[EXERCISE 1] List every phrase that appears inside quotation marks in the piece about gendered emotions.
[EXERCISE 2] According to the piece about gendered emotions, what is the golden rule of marketing?
[EXERCISE 3] Copy word for word the part of the piece about gendered emotions starting at "The notion that" and ending at "like it or not.".

[SOURCE TEXT]
- - - - - - -

Why have we made emotions gender-specific?
A human capability, not a gendered one.
I saw a good post from Matt Haig this week, and what he said is something we talk about often.
Here’s his post in full if you can’t / don’t want to click the link:
His caption was even more beautiful:
“We all arrive here crying”.
It’s an important point about how we keep talking about emotions. I often see people telling men to “get more in touch with their feminine side”.
It’s generally well-meaning, but it plays into the problem that we’re trying to break: the fact that we’ve made emotions gendered.
Emotions aren’t feminine, they’re human.
The notion that they’re feminine is a social construct/concept/belief, not a biological fact or certainty.
When we tell men to get more feminine, we’re reinforcing that faulty social construct, whether we like it or not.
We should either be telling people:
a) to get more human,
b) to get more comfortable sitting with and processing natural emotions.
Both are more accurate, and the latter particularly is specific and gets to the nub of the issue. “Be more feminine”, while being a phrase that we can probably cognitively understand, isn’t really that specific. What does it even mean? There are limitless ways we can define femininity, so what does “get more feminine” even mean?
I also come at this with my marketing hat on.
The golden rule of marketing is you should speak to your target audience in their language if you want to bring them along on the path you’re trying to take them down.

- - - - - - -

[PROVIDED RECORDS]
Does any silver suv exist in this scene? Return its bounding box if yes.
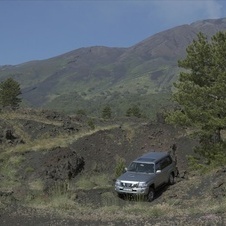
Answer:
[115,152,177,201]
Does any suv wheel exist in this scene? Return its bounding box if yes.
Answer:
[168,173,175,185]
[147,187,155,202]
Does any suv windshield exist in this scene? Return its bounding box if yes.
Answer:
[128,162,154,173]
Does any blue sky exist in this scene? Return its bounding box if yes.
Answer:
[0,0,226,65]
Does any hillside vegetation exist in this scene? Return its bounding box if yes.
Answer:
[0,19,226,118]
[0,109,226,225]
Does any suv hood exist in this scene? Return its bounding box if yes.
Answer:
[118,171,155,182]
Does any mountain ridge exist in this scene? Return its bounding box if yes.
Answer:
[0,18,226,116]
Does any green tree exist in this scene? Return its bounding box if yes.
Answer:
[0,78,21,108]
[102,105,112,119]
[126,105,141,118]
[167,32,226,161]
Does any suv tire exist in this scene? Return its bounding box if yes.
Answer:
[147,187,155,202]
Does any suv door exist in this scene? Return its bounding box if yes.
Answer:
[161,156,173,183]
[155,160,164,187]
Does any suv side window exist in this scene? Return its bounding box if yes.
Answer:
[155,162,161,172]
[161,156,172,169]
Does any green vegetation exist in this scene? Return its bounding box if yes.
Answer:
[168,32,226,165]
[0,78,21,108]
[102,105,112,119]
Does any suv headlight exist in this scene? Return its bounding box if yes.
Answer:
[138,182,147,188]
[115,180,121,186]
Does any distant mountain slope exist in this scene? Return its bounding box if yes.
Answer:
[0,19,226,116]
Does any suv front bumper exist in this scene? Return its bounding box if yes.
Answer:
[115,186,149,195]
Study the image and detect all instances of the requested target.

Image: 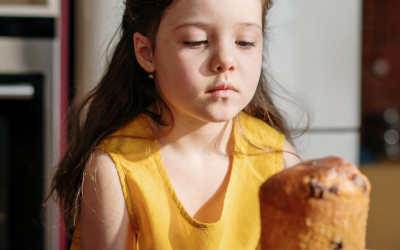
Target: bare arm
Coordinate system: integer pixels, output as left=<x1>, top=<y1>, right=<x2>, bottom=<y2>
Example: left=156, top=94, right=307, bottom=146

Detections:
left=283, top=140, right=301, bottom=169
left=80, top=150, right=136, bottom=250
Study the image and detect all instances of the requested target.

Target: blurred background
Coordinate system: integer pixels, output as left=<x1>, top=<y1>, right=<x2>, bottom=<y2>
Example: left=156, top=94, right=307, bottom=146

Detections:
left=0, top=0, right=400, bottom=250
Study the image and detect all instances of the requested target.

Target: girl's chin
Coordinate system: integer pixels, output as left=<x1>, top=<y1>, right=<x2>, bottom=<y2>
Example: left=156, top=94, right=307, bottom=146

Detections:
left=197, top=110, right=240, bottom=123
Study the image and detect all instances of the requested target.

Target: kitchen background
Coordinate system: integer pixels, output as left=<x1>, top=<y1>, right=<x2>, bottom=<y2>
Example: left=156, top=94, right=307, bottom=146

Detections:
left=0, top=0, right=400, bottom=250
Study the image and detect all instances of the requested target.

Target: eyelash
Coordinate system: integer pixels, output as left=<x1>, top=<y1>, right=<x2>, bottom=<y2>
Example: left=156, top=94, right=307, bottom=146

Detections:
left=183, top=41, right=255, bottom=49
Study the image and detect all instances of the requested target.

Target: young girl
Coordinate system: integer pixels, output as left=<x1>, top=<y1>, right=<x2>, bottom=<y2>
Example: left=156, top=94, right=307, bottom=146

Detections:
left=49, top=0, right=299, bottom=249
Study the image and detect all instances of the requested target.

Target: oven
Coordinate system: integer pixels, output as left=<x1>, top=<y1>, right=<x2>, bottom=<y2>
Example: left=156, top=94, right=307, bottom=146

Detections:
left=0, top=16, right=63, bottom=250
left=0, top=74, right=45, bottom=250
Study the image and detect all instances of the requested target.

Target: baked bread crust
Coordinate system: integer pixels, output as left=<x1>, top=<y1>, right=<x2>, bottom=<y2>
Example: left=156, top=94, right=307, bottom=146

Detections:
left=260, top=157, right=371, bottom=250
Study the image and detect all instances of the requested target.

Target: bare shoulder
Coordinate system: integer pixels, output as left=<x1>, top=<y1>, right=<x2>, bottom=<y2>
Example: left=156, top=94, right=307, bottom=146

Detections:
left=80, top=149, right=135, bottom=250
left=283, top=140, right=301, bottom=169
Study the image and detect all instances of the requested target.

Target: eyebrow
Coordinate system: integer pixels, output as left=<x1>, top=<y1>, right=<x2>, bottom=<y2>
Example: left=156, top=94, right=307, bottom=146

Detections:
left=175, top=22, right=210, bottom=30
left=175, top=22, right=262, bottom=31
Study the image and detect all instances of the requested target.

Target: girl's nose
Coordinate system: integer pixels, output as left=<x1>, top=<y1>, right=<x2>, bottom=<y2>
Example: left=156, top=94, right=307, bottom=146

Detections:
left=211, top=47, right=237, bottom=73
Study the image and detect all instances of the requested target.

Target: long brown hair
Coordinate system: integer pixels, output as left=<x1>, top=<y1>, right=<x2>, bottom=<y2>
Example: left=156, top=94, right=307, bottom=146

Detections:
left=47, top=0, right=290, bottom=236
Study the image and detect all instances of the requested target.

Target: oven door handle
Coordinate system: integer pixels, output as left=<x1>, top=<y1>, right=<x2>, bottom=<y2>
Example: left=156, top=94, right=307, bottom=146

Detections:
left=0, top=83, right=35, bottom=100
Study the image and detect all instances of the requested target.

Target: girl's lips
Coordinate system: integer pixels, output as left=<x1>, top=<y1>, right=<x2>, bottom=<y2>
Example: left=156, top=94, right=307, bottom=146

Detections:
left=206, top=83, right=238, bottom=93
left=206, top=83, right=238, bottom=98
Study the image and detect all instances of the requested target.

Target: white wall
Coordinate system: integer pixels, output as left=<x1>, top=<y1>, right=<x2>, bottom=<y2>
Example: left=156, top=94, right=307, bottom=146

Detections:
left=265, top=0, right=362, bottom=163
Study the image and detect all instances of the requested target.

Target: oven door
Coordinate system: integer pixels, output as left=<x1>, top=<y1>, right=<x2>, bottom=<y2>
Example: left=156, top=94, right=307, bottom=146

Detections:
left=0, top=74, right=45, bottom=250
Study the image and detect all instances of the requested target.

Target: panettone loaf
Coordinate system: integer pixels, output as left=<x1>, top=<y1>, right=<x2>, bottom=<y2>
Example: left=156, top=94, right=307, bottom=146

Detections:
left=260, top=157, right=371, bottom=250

- - - - - - -

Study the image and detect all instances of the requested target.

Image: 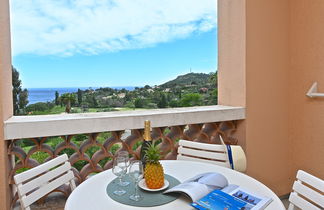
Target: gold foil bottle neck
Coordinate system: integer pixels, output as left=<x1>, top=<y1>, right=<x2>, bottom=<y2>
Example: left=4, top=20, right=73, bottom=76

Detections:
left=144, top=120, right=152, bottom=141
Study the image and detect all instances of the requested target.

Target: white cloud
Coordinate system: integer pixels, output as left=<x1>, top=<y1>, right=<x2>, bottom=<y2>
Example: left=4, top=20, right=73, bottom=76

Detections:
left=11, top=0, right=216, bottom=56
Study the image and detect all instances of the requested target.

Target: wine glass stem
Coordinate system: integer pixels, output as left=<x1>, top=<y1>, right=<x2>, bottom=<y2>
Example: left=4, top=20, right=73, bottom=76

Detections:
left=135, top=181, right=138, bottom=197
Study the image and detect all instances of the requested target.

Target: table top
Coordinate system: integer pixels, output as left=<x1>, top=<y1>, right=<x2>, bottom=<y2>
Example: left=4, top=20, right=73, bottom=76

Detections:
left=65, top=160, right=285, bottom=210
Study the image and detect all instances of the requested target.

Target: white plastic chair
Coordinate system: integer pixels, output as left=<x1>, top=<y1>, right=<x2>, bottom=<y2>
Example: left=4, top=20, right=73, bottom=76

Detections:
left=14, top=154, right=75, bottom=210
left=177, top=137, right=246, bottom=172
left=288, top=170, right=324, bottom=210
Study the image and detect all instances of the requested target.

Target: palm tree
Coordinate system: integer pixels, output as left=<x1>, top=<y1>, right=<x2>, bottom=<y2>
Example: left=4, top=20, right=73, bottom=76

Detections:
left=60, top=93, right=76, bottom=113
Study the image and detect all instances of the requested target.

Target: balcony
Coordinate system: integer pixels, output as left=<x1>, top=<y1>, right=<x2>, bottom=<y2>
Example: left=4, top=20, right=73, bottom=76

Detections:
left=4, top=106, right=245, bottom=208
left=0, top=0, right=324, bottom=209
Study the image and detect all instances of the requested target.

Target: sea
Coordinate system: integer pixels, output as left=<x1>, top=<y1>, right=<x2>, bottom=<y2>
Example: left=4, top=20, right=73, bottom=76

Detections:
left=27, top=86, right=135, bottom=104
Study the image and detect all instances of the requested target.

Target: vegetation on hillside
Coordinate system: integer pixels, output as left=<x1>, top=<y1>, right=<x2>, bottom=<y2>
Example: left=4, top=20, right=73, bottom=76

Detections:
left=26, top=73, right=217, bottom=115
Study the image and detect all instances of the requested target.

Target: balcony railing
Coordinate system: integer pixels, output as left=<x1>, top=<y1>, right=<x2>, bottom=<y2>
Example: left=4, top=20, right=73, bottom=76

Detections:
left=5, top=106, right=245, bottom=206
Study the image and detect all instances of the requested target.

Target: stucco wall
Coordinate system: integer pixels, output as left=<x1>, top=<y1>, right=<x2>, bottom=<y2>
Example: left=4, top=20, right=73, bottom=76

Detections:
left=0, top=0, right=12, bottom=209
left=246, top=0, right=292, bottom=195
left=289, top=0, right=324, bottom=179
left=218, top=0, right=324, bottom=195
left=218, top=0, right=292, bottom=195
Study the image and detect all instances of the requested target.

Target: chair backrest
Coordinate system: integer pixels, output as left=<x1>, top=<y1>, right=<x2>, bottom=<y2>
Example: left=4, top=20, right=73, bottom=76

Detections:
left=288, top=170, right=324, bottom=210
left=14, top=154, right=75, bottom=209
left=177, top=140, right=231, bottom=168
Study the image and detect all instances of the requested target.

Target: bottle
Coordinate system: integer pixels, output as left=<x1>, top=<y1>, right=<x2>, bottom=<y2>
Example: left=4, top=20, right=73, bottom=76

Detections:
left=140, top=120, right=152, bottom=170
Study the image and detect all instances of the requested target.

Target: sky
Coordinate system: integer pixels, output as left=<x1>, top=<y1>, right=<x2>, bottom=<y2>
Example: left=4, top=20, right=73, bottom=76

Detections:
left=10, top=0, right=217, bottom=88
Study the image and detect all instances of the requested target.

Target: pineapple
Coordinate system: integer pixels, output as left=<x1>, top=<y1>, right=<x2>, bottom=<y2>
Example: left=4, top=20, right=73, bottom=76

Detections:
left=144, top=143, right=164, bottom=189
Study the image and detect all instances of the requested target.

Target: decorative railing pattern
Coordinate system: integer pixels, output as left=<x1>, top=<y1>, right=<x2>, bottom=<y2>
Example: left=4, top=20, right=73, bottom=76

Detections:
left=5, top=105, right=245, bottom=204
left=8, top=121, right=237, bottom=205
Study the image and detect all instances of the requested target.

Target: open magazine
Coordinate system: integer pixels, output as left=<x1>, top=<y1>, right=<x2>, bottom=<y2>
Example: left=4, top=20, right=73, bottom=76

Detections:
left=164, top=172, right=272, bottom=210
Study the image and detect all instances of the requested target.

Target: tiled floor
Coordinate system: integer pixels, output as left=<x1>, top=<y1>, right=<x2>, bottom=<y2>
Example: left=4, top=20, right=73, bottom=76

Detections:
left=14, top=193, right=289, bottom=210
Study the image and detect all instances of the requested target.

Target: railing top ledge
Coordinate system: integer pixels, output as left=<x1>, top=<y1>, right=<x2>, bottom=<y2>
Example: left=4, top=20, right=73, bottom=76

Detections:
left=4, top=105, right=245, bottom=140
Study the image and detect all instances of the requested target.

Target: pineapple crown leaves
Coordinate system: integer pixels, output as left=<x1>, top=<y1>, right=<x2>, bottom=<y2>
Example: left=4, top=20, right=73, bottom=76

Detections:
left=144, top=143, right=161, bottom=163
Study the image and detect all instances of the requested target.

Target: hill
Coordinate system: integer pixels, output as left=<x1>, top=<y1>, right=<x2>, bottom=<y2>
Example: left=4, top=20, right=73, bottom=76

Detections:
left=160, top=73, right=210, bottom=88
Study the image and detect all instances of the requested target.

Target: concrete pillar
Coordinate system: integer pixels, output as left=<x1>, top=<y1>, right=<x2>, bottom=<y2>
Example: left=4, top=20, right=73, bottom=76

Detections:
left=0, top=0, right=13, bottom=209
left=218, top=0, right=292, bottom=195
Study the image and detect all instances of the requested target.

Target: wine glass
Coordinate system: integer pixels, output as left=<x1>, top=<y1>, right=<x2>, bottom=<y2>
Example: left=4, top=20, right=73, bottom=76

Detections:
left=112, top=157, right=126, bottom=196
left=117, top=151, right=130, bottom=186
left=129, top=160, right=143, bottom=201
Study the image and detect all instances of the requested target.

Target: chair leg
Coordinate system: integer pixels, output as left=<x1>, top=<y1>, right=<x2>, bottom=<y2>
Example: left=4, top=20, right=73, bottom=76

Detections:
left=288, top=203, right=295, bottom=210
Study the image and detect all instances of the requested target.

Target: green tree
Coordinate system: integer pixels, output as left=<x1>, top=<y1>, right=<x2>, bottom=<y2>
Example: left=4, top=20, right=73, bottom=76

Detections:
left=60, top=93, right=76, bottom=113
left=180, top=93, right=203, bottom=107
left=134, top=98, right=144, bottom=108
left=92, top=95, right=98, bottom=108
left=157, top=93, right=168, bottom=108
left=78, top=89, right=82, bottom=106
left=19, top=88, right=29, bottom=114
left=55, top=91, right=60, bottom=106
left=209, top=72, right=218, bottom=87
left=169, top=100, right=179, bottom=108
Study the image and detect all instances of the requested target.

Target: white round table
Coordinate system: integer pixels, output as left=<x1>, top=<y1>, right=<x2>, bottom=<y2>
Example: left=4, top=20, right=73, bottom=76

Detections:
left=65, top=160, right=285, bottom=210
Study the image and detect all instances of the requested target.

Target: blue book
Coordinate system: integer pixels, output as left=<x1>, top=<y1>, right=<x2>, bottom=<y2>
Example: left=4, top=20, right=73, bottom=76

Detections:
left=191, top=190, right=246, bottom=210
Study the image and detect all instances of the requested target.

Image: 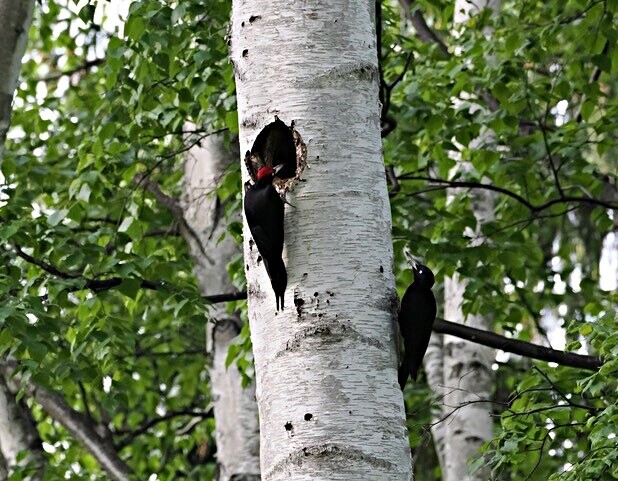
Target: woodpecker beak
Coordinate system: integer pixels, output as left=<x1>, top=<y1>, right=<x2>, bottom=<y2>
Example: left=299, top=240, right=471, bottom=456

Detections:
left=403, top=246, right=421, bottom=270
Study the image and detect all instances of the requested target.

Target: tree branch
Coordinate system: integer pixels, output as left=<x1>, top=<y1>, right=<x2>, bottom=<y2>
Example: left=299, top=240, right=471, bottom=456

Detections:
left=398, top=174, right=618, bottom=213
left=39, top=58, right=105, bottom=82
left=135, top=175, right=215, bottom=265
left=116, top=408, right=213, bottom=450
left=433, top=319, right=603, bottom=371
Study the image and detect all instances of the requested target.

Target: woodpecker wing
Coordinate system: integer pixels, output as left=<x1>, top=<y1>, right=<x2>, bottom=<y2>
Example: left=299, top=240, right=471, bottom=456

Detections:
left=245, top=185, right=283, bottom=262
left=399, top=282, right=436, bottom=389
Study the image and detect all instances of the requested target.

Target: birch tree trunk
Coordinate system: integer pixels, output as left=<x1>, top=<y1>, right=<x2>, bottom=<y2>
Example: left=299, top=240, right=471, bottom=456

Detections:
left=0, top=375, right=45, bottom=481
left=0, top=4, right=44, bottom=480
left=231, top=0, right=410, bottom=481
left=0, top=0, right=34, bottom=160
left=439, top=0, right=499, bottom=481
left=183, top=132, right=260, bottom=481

- - - - - - -

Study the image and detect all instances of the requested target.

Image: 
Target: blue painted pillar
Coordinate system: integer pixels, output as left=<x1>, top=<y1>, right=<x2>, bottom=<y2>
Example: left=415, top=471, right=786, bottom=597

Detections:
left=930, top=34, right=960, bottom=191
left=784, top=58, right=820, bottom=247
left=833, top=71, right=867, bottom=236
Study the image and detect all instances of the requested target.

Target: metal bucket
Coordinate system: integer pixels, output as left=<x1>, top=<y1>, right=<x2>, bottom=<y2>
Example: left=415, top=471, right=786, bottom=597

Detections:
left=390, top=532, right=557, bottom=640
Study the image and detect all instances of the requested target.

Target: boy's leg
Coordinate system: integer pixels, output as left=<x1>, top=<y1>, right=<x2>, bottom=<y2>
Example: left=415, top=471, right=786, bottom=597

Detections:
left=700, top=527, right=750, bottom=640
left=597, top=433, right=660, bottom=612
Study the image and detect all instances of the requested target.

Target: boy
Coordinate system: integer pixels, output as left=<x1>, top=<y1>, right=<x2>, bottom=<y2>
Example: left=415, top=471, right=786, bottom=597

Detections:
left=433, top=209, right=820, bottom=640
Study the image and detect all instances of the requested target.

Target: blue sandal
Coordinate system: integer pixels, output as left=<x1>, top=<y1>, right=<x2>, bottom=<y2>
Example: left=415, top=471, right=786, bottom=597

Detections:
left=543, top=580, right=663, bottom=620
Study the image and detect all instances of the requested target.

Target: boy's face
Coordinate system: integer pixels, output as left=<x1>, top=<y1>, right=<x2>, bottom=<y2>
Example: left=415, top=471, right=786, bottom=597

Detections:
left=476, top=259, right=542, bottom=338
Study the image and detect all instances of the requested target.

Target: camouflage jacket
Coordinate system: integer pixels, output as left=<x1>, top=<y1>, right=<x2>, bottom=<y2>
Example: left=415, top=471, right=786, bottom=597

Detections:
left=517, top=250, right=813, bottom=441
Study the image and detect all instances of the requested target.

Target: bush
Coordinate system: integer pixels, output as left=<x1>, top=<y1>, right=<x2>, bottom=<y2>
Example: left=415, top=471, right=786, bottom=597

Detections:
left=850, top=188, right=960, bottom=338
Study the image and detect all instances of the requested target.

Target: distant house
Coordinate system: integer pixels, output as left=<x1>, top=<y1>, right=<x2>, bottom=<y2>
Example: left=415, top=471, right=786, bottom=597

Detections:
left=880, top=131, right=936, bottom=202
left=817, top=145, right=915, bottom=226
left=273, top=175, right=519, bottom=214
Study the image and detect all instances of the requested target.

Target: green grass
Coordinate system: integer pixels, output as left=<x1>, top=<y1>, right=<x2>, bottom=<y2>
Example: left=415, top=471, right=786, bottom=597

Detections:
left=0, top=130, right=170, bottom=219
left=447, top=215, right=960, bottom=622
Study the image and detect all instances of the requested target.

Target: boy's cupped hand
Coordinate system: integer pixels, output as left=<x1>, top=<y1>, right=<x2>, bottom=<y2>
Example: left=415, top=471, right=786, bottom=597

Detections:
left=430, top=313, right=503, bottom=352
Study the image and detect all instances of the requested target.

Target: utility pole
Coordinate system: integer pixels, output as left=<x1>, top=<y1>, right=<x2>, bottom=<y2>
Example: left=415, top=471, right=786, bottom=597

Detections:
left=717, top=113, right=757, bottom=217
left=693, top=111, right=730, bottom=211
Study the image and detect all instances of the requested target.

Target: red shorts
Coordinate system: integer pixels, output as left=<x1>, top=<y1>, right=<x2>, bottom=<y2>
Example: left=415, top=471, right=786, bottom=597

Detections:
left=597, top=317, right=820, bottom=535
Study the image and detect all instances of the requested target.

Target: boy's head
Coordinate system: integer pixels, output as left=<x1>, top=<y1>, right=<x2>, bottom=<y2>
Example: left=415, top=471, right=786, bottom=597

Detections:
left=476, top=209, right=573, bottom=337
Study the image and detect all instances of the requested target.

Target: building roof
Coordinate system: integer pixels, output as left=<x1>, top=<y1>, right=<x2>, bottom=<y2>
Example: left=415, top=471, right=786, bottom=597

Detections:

- - - - - - -

[RESPONSE 1]
- We all arrive here crying
- get more in touch with their feminine side
- Be more feminine
- get more feminine

[RESPONSE 2] You should speak to your target audience in their language if you want to bring them along on the path you're trying to take them down.

[RESPONSE 3]
The notion that they’re feminine is a social construct/concept/belief, not a biological fact or certainty.
When we tell men to get more feminine, we’re reinforcing that faulty social construct, whether we like it or not.